Wade now 2-9. Guy just sucks when we play the top teams. Its as if its in his head now.


----------



## futuristxen (Jun 26, 2003)

Why not put Lebron on Kobe instead of Wade?


----------



## Wade County (Jun 22, 2003)

Kobe is on, Wade is not.


----------



## Wade2Bosh (Mar 31, 2004)

Miller 3333333


----------



## Ben (Nov 7, 2006)

Anyone else lose connection to BBF then? 

I'm liking Boshs aggression so far


----------



## Wade County (Jun 22, 2003)

^ Yeah I did too.

Bosh looks suprisingly really good down on the block. Impressing me tonight.

If Wade was on we'd have a double digit lead. Hopefully he comes around.


----------



## futuristxen (Jun 26, 2003)
# # #
◆ **DIRECTIVES**
1. Set down the basketball forum thread word for word, between "I'm liking Boshs" and "Impressing me tonight.", inclusive.
2. List every distinct username that heads a post in the basketball forum thread.
3. Please continue the basketball game forum thread from the point where it stops.

◆ **RECORDED DATA**
# # #
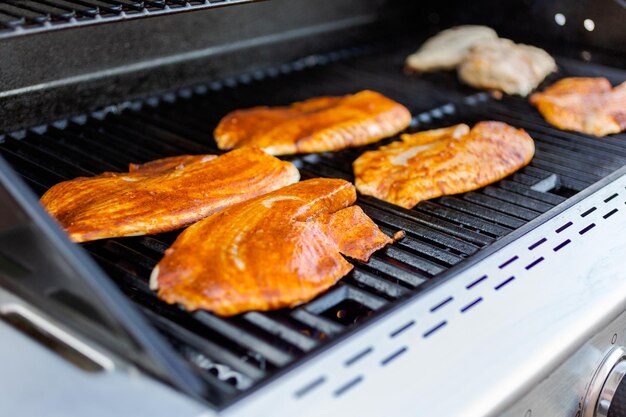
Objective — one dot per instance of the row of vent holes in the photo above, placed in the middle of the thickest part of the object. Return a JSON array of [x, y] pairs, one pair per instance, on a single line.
[[391, 357]]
# # #
◆ **ANSWERS PROVIDED**
1.
I'm liking Boshs aggression so far


----------



## Wade County (Jun 22, 2003)

^ Yeah I did too.

Bosh looks suprisingly really good down on the block. Impressing me tonight.

2.
futuristxen
Wade County
Wade2Bosh
Ben

3.
Yeah BBF seems to have gone down for a second. Probably trying to process Bosh's complete domination of the Lakers so far. Turns out if you give him the ball in the paint, he's a really good scorer. we should keep milking that. He's driving Gasol and Odom crazy


----------



## Adam (Jan 28, 2003)

ßen said:


> Will do. As you probably know, 18 is legal drinking age over here. When I hit 21, my college course should be over, and I'm going to come over to Miami. I demand a BBF Heat Forum night out. Do any of you know each other in real life?


I moved out of Florida but I could make it out. It's something we all need to do at some point.


----------



## BlackNRed (Feb 9, 2005)

Wow we actually look like we're supposed to.. offensively. Can they sustain it?


----------



## Wade County (Jun 22, 2003)

Dammiut Bosh...


----------



## Wade County (Jun 22, 2003)

Damp sucks now


----------



## BlackNRed (Feb 9, 2005)

Lol The Bosh lives.


----------



## Wade County (Jun 22, 2003)

Bosh is ballin.


----------



## Wade County (Jun 22, 2003)

This Bosh v Gasol matchup is very intruiging.

Ill take a 2pt half time lead. 

Good minutes from the bench too.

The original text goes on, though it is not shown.